▶ **PROBLEM REQUIREMENTS**: Please copy everything from the line that contains "the window, that" down to the line that contains "[[[125,73],[124,74],[124,81],[128,81],[129,80],[129,74]]]" in the data below, keeping both of those lines.

─── RECORD EXCERPTS

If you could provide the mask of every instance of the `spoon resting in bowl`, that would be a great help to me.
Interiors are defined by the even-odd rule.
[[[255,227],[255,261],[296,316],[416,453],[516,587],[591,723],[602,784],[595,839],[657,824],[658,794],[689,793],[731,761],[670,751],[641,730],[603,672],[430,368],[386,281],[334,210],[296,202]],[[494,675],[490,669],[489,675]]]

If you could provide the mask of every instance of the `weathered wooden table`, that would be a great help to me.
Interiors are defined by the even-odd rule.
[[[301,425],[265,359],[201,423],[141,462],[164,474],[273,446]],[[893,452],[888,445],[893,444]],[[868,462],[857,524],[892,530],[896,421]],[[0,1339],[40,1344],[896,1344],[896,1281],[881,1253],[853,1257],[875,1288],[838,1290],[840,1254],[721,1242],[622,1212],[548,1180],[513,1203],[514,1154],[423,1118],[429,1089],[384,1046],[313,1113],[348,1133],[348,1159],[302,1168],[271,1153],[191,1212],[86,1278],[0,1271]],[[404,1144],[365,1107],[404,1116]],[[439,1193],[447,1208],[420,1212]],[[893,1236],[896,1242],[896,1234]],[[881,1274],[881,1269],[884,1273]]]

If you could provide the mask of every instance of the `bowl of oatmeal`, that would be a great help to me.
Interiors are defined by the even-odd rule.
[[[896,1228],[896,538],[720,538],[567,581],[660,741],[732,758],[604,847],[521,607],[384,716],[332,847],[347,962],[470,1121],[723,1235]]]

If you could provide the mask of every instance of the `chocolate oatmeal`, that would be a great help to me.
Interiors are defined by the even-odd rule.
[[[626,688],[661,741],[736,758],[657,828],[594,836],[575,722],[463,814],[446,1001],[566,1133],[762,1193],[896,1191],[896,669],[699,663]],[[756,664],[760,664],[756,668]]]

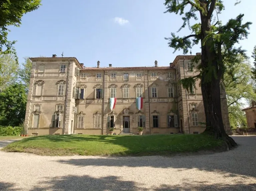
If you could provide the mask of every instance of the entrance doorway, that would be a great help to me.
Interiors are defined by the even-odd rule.
[[[123,118],[123,131],[124,133],[130,133],[130,116],[124,116]]]

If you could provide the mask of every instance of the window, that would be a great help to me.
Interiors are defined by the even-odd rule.
[[[168,87],[168,97],[173,97],[173,88]]]
[[[84,117],[83,116],[79,116],[77,120],[77,128],[84,128]]]
[[[174,127],[174,116],[168,116],[168,127]]]
[[[38,128],[39,126],[39,114],[34,114],[33,116],[33,128]]]
[[[65,85],[64,84],[59,84],[58,88],[58,95],[64,95],[64,90],[65,89]]]
[[[125,73],[124,74],[124,81],[128,81],[129,80],[129,74]]]
[[[55,115],[55,121],[54,121],[53,124],[54,124],[54,122],[56,124],[54,127],[62,127],[62,114],[56,114]]]
[[[86,73],[82,73],[80,75],[80,77],[81,78],[86,78]]]
[[[193,71],[193,64],[191,62],[188,62],[187,63],[187,70],[188,71]]]
[[[156,78],[156,72],[152,72],[152,73],[151,73],[151,77]]]
[[[116,74],[115,73],[112,73],[110,75],[110,80],[115,81],[116,79]]]
[[[196,113],[191,113],[192,116],[192,122],[193,124],[193,126],[198,126],[198,120],[197,118],[197,114]]]
[[[139,115],[137,116],[137,121],[138,122],[138,127],[145,127],[145,116]]]
[[[102,98],[102,89],[96,89],[96,99],[101,99]]]
[[[100,129],[101,121],[101,116],[100,114],[96,114],[94,116],[94,128]]]
[[[196,94],[196,89],[195,88],[194,86],[192,87],[192,88],[189,90],[189,94],[192,95]]]
[[[136,80],[142,80],[142,75],[141,73],[137,73],[136,74]]]
[[[96,81],[100,81],[101,80],[101,73],[98,73],[96,74]]]
[[[38,67],[38,73],[43,73],[44,70],[44,65],[40,65]]]
[[[158,127],[158,116],[153,116],[153,127]]]
[[[56,106],[56,111],[63,111],[62,109],[63,109],[63,105],[57,105]]]
[[[110,97],[116,97],[116,88],[110,88]]]
[[[123,88],[123,98],[129,98],[129,88]]]
[[[60,72],[63,73],[65,73],[66,72],[66,65],[60,65]]]
[[[190,104],[190,109],[191,110],[196,109],[196,104]]]
[[[108,127],[109,128],[114,128],[115,126],[115,116],[108,116]]]
[[[136,88],[136,97],[142,97],[142,88]]]
[[[152,97],[157,97],[157,95],[156,93],[156,88],[152,88]]]
[[[172,78],[172,74],[171,72],[167,72],[166,73],[167,75],[167,78]]]

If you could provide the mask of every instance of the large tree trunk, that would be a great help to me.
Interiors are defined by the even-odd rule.
[[[222,73],[218,61],[222,58],[213,48],[212,39],[209,38],[205,44],[203,40],[211,27],[210,19],[201,13],[202,48],[201,62],[203,73],[201,79],[202,95],[206,122],[205,132],[213,134],[216,138],[223,139],[230,149],[237,146],[234,140],[226,133],[221,115],[220,82]],[[209,66],[211,67],[209,67]],[[212,72],[209,72],[211,70]],[[215,75],[216,73],[217,75]]]

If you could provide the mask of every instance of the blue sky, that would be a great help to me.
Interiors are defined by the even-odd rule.
[[[240,13],[245,22],[254,22],[256,1],[242,0],[235,6],[235,0],[224,1],[225,10],[219,15],[223,23]],[[102,67],[152,66],[155,60],[159,65],[168,65],[182,52],[173,53],[164,38],[177,32],[182,21],[179,15],[163,13],[164,2],[42,0],[38,10],[24,16],[20,27],[10,28],[9,39],[18,41],[20,62],[25,56],[61,56],[63,51],[64,56],[76,57],[87,66],[96,66],[98,60]],[[256,23],[250,32],[240,45],[250,56],[256,45]],[[190,34],[186,28],[179,35]],[[200,51],[198,46],[192,49],[193,54]]]

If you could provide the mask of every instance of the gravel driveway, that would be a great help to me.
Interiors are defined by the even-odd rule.
[[[42,156],[0,151],[0,190],[256,190],[256,136],[232,137],[238,148],[201,155]]]

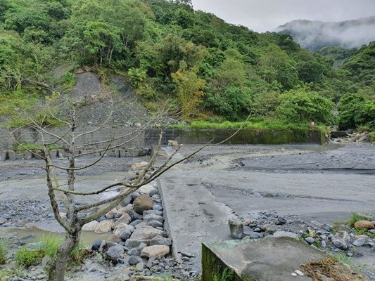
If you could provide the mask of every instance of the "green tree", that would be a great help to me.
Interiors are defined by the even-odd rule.
[[[318,122],[332,124],[333,103],[306,88],[298,88],[280,96],[277,112],[288,122]]]
[[[198,78],[198,69],[188,70],[184,62],[180,69],[172,74],[173,81],[177,84],[177,99],[182,109],[182,117],[189,118],[196,114],[198,107],[202,103],[205,80]]]
[[[260,58],[260,74],[269,83],[276,81],[283,90],[289,90],[296,86],[298,74],[293,62],[280,47],[270,44]]]

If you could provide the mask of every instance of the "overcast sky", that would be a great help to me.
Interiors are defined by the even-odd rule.
[[[375,15],[375,0],[192,0],[195,10],[258,32],[293,20],[342,21]]]

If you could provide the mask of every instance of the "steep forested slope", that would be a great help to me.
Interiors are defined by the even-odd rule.
[[[189,1],[2,1],[0,47],[2,115],[30,106],[46,85],[69,91],[83,66],[104,81],[122,74],[149,108],[167,102],[186,120],[252,112],[258,121],[332,124],[333,101],[362,89],[290,36],[226,23]]]

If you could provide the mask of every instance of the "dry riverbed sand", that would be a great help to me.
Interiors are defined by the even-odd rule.
[[[196,148],[184,146],[180,153]],[[324,147],[316,145],[209,147],[169,171],[160,182],[169,202],[165,202],[165,216],[174,254],[179,255],[177,249],[196,254],[201,242],[228,239],[227,221],[234,215],[257,219],[260,214],[277,214],[333,224],[352,212],[375,214],[375,147],[352,145],[323,150]],[[80,159],[78,164],[90,160]],[[144,159],[105,157],[79,175],[79,188],[87,190],[122,179],[132,163],[140,160]],[[36,159],[0,163],[3,230],[30,223],[45,227],[53,221],[43,170],[34,168],[42,164]],[[369,259],[360,262],[375,261],[374,248],[366,254]],[[195,255],[192,260],[198,268],[198,254]],[[375,271],[375,265],[370,264],[370,270]]]

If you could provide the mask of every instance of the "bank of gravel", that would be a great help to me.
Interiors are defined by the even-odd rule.
[[[181,150],[181,152],[184,155],[187,155],[193,151],[198,146],[196,145],[184,146]],[[190,160],[188,160],[188,162],[189,163],[196,164],[202,169],[204,169],[205,166],[211,165],[211,163],[215,161],[212,159],[214,156],[220,156],[220,155],[222,153],[233,153],[234,155],[236,155],[236,157],[234,157],[234,159],[229,165],[229,169],[250,169],[250,163],[260,163],[264,166],[267,163],[271,162],[271,164],[275,165],[277,167],[276,169],[272,167],[268,167],[267,169],[264,169],[263,167],[263,169],[272,172],[275,172],[279,171],[277,169],[277,165],[279,165],[279,163],[282,162],[285,164],[288,163],[288,162],[289,163],[293,163],[295,164],[296,162],[298,162],[297,160],[298,159],[300,159],[301,162],[303,162],[305,159],[310,159],[312,157],[314,158],[314,161],[320,161],[322,163],[326,163],[327,166],[329,165],[330,160],[332,158],[334,158],[335,160],[338,161],[338,163],[350,162],[350,161],[352,160],[359,161],[364,163],[364,164],[372,164],[371,163],[373,163],[374,161],[374,157],[371,156],[371,153],[373,153],[374,151],[372,149],[373,148],[371,147],[364,147],[362,150],[352,150],[352,151],[350,151],[350,146],[349,146],[346,148],[345,150],[342,150],[342,153],[340,152],[339,153],[337,153],[337,151],[336,151],[334,154],[331,154],[331,152],[329,151],[314,152],[311,151],[299,150],[298,146],[221,145],[219,147],[208,148],[198,155],[193,157]],[[239,159],[238,155],[241,155],[241,153],[251,153],[252,156],[246,158],[242,157]],[[336,155],[336,157],[331,157],[331,156],[333,155]],[[78,160],[77,164],[84,164],[85,163],[88,163],[89,162],[91,161],[92,159],[92,157],[82,158]],[[58,161],[60,161],[61,163],[64,163],[64,162],[66,162],[66,159],[58,159]],[[248,161],[248,162],[246,162],[246,161]],[[127,171],[129,169],[132,162],[134,162],[134,159],[131,159],[104,157],[100,164],[94,166],[87,171],[84,175],[98,175],[109,171]],[[0,178],[1,178],[0,181],[2,181],[3,183],[6,184],[7,178],[11,178],[13,180],[18,178],[24,179],[32,177],[37,178],[43,176],[43,170],[30,167],[34,164],[42,164],[43,162],[39,160],[18,160],[15,162],[16,163],[5,162],[0,163],[1,168],[0,169],[1,176],[5,175],[6,176],[5,178],[4,176],[0,177]],[[15,166],[15,164],[17,166]],[[24,166],[23,167],[22,166],[23,165]],[[17,167],[17,169],[15,169],[15,167]],[[259,169],[259,166],[254,166],[251,169]],[[312,171],[312,172],[322,172],[319,169],[317,169],[316,167],[309,167],[309,169]],[[308,171],[309,169],[306,169],[306,170]],[[297,171],[297,169],[295,169],[295,171]],[[297,172],[302,171],[297,171]],[[61,175],[63,174],[63,173],[61,174]],[[153,183],[152,188],[154,189],[158,189],[158,186],[155,183]],[[151,188],[151,190],[154,190]],[[155,192],[155,190],[153,191],[153,192]],[[259,194],[255,193],[252,194],[252,196],[285,196],[285,195],[282,193],[275,195],[271,194],[270,195],[268,194],[263,194],[262,192],[258,192]],[[245,195],[248,196],[248,195]],[[132,230],[132,232],[129,231],[131,233],[128,239],[130,238],[132,233],[136,230],[137,226],[139,229],[144,226],[149,226],[155,228],[157,230],[161,231],[163,233],[165,233],[163,226],[161,226],[160,223],[153,222],[152,223],[154,225],[153,226],[148,225],[153,221],[147,221],[148,219],[147,218],[147,216],[150,215],[151,215],[153,218],[155,218],[155,221],[163,223],[161,221],[163,221],[164,210],[160,209],[163,208],[163,204],[160,201],[160,197],[158,194],[148,193],[148,196],[149,196],[153,201],[153,208],[152,210],[146,211],[151,211],[151,212],[148,213],[146,211],[144,214],[144,212],[141,212],[141,214],[135,212],[137,214],[134,214],[134,201],[138,197],[138,195],[135,194],[132,195],[131,199],[127,198],[127,200],[129,200],[127,202],[127,204],[125,204],[125,202],[124,202],[123,206],[119,207],[119,208],[117,208],[118,209],[113,211],[115,214],[113,215],[113,218],[101,218],[98,220],[98,221],[97,221],[97,223],[100,223],[101,221],[110,221],[112,223],[115,223],[118,219],[120,219],[120,218],[121,218],[122,215],[126,213],[127,216],[130,217],[131,221],[127,221],[127,223],[125,224],[133,227],[129,228],[125,228],[126,229],[124,229],[124,230],[127,231]],[[129,206],[129,204],[132,206]],[[160,207],[155,207],[157,209],[153,209],[154,204]],[[124,208],[127,208],[127,209],[124,209]],[[0,221],[0,223],[1,223],[0,224],[2,224],[2,227],[22,226],[25,223],[30,222],[49,221],[50,220],[53,220],[49,202],[48,200],[0,200],[0,217],[3,218],[2,221]],[[120,214],[121,216],[118,216]],[[356,230],[355,230],[353,228],[347,227],[348,226],[342,227],[343,230],[335,230],[335,226],[329,226],[332,228],[331,230],[327,230],[324,228],[324,228],[323,225],[321,225],[319,222],[317,222],[316,223],[306,222],[299,219],[293,214],[279,217],[276,212],[271,211],[258,213],[256,214],[256,216],[255,216],[255,217],[251,216],[253,216],[253,214],[251,214],[251,216],[249,215],[250,216],[246,216],[247,215],[249,214],[243,215],[241,218],[241,219],[243,220],[248,220],[248,224],[246,224],[245,226],[246,239],[259,239],[262,237],[265,237],[267,235],[274,235],[275,233],[277,235],[279,235],[278,233],[279,233],[280,232],[282,232],[284,235],[286,233],[289,233],[288,235],[291,235],[292,236],[296,235],[298,239],[302,240],[305,243],[311,244],[312,247],[316,247],[322,249],[327,252],[339,253],[340,254],[345,256],[353,256],[355,258],[358,257],[361,254],[370,257],[373,256],[374,255],[374,238],[371,237],[371,232],[369,232],[369,233],[364,233],[364,235],[367,235],[367,237],[358,237],[360,235],[358,235],[358,233],[356,232]],[[160,217],[162,218],[161,219]],[[144,223],[145,218],[147,218],[147,223]],[[6,221],[4,221],[4,220]],[[142,220],[143,222],[139,221],[137,223],[136,223],[135,221],[137,220]],[[278,221],[281,221],[281,223],[276,223],[276,222]],[[132,226],[132,223],[133,226]],[[160,228],[158,229],[157,228]],[[112,226],[110,228],[111,231],[116,231],[115,228],[112,230]],[[127,231],[125,232],[127,233]],[[291,233],[293,233],[293,235]],[[159,234],[161,233],[159,233]],[[125,237],[126,237],[127,234],[122,233],[122,235]],[[109,233],[108,236],[110,236]],[[158,236],[158,235],[155,236]],[[167,237],[167,234],[162,234],[159,236],[160,237],[156,239],[160,239],[159,242],[163,240],[164,243],[170,243],[169,240],[167,240],[169,238]],[[17,247],[20,247],[24,243],[27,242],[27,237],[19,237],[16,235],[13,235],[8,238],[11,239],[10,241],[11,241],[13,239],[13,242],[11,242],[11,247],[13,249],[13,252]],[[116,237],[113,235],[111,238],[112,240],[116,239]],[[148,239],[146,240],[152,240],[153,238]],[[307,240],[306,240],[306,239],[307,239]],[[333,241],[337,240],[342,240],[345,242],[345,243],[346,243],[346,249],[341,249],[338,247],[338,246],[336,246],[333,243]],[[357,241],[358,240],[360,240],[361,243],[362,242],[364,242],[364,244],[361,246],[353,247],[355,241]],[[78,271],[77,272],[78,273],[76,273],[78,275],[87,275],[91,277],[106,277],[109,280],[111,280],[110,278],[114,279],[114,276],[116,275],[125,276],[125,277],[129,277],[130,278],[131,276],[134,275],[158,275],[160,276],[163,276],[163,275],[174,275],[180,278],[192,280],[198,275],[198,272],[195,271],[193,268],[190,267],[190,260],[191,259],[193,258],[189,257],[189,254],[186,254],[188,256],[184,256],[183,259],[181,261],[177,261],[172,259],[170,255],[167,254],[166,256],[156,257],[154,259],[151,259],[151,261],[150,262],[150,259],[144,259],[144,256],[141,256],[143,249],[144,249],[144,247],[149,247],[149,245],[147,244],[147,243],[150,243],[149,242],[147,243],[140,242],[136,245],[136,247],[130,247],[129,242],[127,245],[126,244],[126,240],[127,240],[127,239],[123,240],[121,238],[121,241],[118,240],[117,239],[117,242],[113,241],[106,241],[106,242],[103,242],[103,241],[101,241],[100,244],[98,242],[96,243],[98,247],[96,251],[97,251],[98,253],[98,256],[94,256],[94,257],[87,261],[84,264],[78,269]],[[108,244],[108,242],[110,243]],[[103,243],[103,245],[102,243]],[[110,243],[115,243],[116,244]],[[123,244],[121,244],[120,243],[122,243]],[[144,244],[141,244],[141,243]],[[323,247],[324,243],[326,246],[325,247]],[[359,243],[359,242],[357,242],[356,244],[357,243]],[[108,250],[112,247],[117,247],[117,244],[119,244],[122,247],[121,249],[123,249],[124,253],[120,254],[120,257],[117,257],[115,259],[111,258],[109,259],[108,261],[108,259],[106,258],[106,252],[108,251],[103,251],[103,249]],[[338,245],[338,244],[337,244]],[[342,244],[344,244],[342,243]],[[107,245],[108,247],[106,247],[105,245]],[[162,246],[169,247],[167,245]],[[117,249],[120,249],[119,247],[117,247]],[[120,252],[122,251],[121,250],[119,251]],[[129,251],[132,254],[128,254]],[[102,263],[103,261],[101,259],[102,258],[98,258],[98,256],[102,256],[103,260],[106,261],[104,261],[104,263]],[[117,259],[119,259],[118,261]],[[129,264],[130,259],[132,260],[131,263],[136,263],[130,266],[130,264]],[[140,265],[138,266],[137,268],[136,266],[138,264]],[[126,265],[126,266],[124,265]],[[39,267],[29,268],[28,270],[25,271],[23,275],[19,276],[18,277],[18,280],[34,280],[35,278],[43,280],[42,270]],[[70,280],[74,280],[75,279],[71,277]]]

──────

▶ **RESULT FOR THIS TASK**:
If you could provide the mask of every instance of the window, that would be a great help to me.
Interiors are defined by the even-odd rule.
[[[168,87],[168,97],[173,97],[173,88]]]
[[[84,117],[83,116],[79,116],[77,120],[77,128],[84,128]]]
[[[174,127],[174,116],[168,116],[168,127]]]
[[[38,128],[39,126],[39,114],[34,114],[33,116],[33,128]]]
[[[65,85],[64,84],[59,84],[58,88],[58,95],[64,95],[64,90],[65,89]]]
[[[125,73],[124,74],[124,81],[128,81],[129,80],[129,74]]]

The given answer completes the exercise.